• **TO DO**: Find the line containing "Put a marker on every instance of the concrete". Return it and every line after it, unchanged, up to and including the last line.

================================

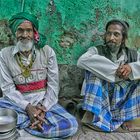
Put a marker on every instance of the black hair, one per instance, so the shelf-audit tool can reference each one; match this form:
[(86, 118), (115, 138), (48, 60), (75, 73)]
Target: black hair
[(124, 24)]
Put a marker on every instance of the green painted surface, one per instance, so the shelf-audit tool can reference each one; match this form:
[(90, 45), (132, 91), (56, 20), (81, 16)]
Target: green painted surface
[(72, 26)]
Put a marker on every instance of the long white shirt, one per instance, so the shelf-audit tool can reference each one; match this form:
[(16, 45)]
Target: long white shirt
[(105, 68), (44, 67)]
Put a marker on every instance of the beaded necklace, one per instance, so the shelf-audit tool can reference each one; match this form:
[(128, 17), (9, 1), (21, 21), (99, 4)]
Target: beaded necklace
[(26, 70)]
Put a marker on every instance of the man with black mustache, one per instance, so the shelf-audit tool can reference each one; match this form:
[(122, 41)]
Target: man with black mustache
[(111, 85), (29, 80)]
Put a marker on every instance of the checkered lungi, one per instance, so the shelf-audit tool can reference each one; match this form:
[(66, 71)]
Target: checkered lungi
[(59, 123), (111, 103)]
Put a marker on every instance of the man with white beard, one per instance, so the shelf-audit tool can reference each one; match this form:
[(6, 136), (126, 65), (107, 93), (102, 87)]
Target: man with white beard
[(111, 86), (30, 83)]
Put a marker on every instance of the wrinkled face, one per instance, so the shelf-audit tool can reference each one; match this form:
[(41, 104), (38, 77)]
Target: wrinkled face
[(114, 37), (25, 35)]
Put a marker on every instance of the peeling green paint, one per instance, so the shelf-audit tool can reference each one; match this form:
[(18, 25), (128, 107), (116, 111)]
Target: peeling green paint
[(72, 26)]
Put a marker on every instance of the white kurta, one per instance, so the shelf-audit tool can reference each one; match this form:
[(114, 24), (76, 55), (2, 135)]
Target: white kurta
[(105, 68), (44, 68)]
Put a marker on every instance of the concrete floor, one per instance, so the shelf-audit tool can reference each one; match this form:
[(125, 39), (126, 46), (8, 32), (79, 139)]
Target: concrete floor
[(85, 133)]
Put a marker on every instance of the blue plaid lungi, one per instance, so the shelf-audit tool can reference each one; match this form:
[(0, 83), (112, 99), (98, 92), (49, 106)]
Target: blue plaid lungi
[(111, 103), (59, 123)]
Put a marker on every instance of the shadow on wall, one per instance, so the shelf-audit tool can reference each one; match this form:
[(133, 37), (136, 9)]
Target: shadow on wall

================================

• **SOLUTION TO THE PROBLEM**:
Put a marker on every instance of the concrete floor, one per instance, so the shelf-audit tool can reference each one; match this form:
[(125, 39), (126, 46), (8, 32), (79, 139)]
Target: concrete floor
[(85, 133)]
Put a marker on every instance of the blue plaid lungi, one per instance, so the shelf-audit tool can reference each one; match this form:
[(0, 83), (112, 99), (98, 92), (49, 106)]
Target: blue plaid lungi
[(111, 103), (59, 123)]
Put a marker on every instance of the shadow on wall, one per instance, so the shelf-audit tool can reference each one; match this form:
[(133, 37), (136, 9)]
Target: shadow on wall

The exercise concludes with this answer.